• _Given problem A_
Answer these from the STMicroelectronics stock article:
(i) What was STM's previous close?
(ii) Up to how many ordinary shares can AWS acquire through its warrants?
(iii) Which two kinds of Amazon custom silicon does the article name?
• _Given problem B_
Say whether each statement agrees with the STMicroelectronics stock article. Answer yes or no, and quote the words that decide it.
(i) The warrants have an initial exercise price of $28.38.
(ii) Trading volume that day was below the average.
(iii) The expanded cooperation centers on AI accelerators.
• _Given problem C_
Copy out the part of the STMicroelectronics stock article from "Earnings date: Apr" to "faces closer scrutiny.".

• _Supplied text_
────────────────
STM Stock Up 9% Today: What’s Behind the Sharp Move in STMicroelectronics

STM Stock Up 9% Today: What’s Behind the Sharp Move in STMicroelectronics

Published: February 9, 2026 Market: U.S. session

STMicroelectronics shares surged on Monday after news that Amazon is deepening its cooperation with the chipmaker for Amazon Web Services’ next-generation infrastructure. The move pushed STM sharply higher during regular trading, as investors digested both the expanded supply relationship and a warrant arrangement tied directly to AWS’s future purchases.

STM market snapshot

$32.57 +2.72 (+9.11%)

Previous close: $29.83 • Open: $32.00

Day range

$31.96 – $32.71

52-week range

$17.25 – $33.47

Volume

7,875,353

Avg: 6,368,377

Market cap (intraday)

$29.404B

Beta (5Y monthly): 1.32 • P/E (TTM): 180.89 • EPS (TTM): 0.18 • 1y target est: $32.29

Earnings date: Apr 23, 2026 • Forward dividend & yield: $0.36 (1.21%) • Ex-dividend date: Mar 24, 2026

The fresh catalyst is Amazon’s tighter alignment with STMicroelectronics as it looks to secure chip supply for future data-centre builds. The expanded cooperation focuses on power and analogue components and microcontrollers that AWS plans to deploy across its next generation of infrastructure, with the stated aim of improving efficiency as demand for compute continues to rise.

The arrangement lands alongside Amazon’s broader custom-silicon strategy, which already includes Graviton CPUs and Trainium AI accelerators. In this case, Amazon is leaning on a specialist supplier for adjacent functions rather than pushing further into full vertical integration, a balance that has become increasingly visible as workloads grow more power-intensive and infrastructure spending faces closer scrutiny.

The detail that caught traders’ attention is the warrant package granted to AWS. Under the agreement, AWS received warrants allowing it to acquire up to 24.8 million ordinary shares of STMicroelectronics. The warrants vest in tranches tied to AWS’s purchases of ST products and services, and they can be exercised in one or more transactions over a seven-year period at an initial exercise price of $28.38.

For investors, the structure matters because it links equity upside to commercial follow-through: vesting is dependent on how much AWS and its affiliates buy. That makes the deal read less like a headline partnership and more like a roadmap for ongoing procurement, especially for the types of components that quietly determine how efficiently large fleets of servers can be powered and managed.

Monday’s surge also carried a technical implication. At $32.57, STM moved within striking distance of its $33.47 52-week high, with the intraday range stretching from $31.96 to $32.71. Volume climbed to about 7.88 million shares versus an average near 6.37 million, a sign that the move drew broad participation rather than a thin, short-lived spike.
────────────────
• _Record extracts_
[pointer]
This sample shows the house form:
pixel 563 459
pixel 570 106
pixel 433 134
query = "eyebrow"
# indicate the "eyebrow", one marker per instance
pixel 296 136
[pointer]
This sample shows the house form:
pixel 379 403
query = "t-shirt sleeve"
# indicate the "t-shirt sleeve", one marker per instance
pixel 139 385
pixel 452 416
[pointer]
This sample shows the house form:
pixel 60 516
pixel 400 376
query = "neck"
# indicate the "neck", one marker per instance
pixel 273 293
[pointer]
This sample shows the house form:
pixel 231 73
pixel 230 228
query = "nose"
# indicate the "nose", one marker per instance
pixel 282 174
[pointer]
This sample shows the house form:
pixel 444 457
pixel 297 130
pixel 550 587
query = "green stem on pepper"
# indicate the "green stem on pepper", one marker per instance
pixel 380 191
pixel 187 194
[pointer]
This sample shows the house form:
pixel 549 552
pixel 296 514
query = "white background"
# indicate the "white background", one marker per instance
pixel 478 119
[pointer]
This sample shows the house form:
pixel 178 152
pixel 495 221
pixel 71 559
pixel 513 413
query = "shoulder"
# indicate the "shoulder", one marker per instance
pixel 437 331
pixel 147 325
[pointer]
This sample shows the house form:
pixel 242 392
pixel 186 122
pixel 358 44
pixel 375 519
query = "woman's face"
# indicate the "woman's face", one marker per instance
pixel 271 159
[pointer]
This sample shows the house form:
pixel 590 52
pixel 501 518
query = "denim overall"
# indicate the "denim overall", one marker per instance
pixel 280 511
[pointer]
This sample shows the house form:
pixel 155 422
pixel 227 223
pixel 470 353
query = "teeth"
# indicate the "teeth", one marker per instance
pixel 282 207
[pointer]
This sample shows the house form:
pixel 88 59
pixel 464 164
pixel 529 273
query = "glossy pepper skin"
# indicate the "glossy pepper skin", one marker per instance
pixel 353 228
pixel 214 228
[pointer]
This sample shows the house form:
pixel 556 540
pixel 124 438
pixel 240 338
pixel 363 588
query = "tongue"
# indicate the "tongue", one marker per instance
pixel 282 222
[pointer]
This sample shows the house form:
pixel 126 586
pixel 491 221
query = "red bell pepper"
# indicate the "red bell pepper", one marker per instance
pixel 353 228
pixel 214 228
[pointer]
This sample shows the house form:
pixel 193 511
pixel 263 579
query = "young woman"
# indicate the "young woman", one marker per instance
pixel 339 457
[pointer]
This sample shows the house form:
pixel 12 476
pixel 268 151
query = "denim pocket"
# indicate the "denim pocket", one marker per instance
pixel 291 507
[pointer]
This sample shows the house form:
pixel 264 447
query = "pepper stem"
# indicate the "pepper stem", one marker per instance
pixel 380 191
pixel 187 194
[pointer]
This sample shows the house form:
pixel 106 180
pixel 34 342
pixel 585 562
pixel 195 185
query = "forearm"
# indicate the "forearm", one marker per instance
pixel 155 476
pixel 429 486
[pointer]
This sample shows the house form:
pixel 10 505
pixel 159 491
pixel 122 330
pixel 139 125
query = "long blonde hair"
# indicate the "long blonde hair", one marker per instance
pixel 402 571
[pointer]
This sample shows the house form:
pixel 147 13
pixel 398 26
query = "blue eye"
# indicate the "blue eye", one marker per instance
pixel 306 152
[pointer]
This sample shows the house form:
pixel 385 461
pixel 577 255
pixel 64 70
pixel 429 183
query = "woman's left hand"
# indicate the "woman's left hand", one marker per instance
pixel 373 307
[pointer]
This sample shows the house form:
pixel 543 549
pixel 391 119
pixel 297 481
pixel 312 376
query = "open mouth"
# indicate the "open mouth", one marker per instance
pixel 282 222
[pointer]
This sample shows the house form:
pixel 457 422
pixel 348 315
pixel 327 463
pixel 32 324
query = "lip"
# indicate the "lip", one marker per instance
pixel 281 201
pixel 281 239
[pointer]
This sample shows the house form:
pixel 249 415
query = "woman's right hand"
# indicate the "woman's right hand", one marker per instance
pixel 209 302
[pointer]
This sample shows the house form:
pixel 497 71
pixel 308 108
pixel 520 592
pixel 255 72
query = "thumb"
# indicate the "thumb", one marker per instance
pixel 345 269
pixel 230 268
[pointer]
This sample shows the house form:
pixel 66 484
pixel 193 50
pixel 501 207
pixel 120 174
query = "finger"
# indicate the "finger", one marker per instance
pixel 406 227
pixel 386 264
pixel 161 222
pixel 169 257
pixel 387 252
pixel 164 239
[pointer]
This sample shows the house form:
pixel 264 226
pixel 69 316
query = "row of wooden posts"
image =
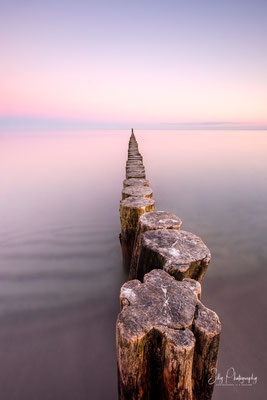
────────────────
• _Exercise answer A_
(i) $29.83
(ii) Up to 24.8 million ordinary shares
(iii) Graviton CPUs and Trainium AI accelerators

• _Exercise answer B_
(i) Yes: "at an initial exercise price of $28.38"
(ii) No: "Volume climbed to about 7.88 million shares versus an average near 6.37 million"
(iii) No: "The expanded cooperation focuses on power and analogue components and microcontrollers"

• _Exercise answer C_
Earnings date: Apr 23, 2026 • Forward dividend & yield: $0.36 (1.21%) • Ex-dividend date: Mar 24, 2026

The fresh catalyst is Amazon’s tighter alignment with STMicroelectronics as it looks to secure chip supply for future data-centre builds. The expanded cooperation focuses on power and analogue components and microcontrollers that AWS plans to deploy across its next generation of infrastructure, with the stated aim of improving efficiency as demand for compute continues to rise.

The arrangement lands alongside Amazon’s broader custom-silicon strategy, which already includes Graviton CPUs and Trainium AI accelerators. In this case, Amazon is leaning on a specialist supplier for adjacent functions rather than pushing further into full vertical integration, a balance that has become increasingly visible as workloads grow more power-intensive and infrastructure spending faces closer scrutiny.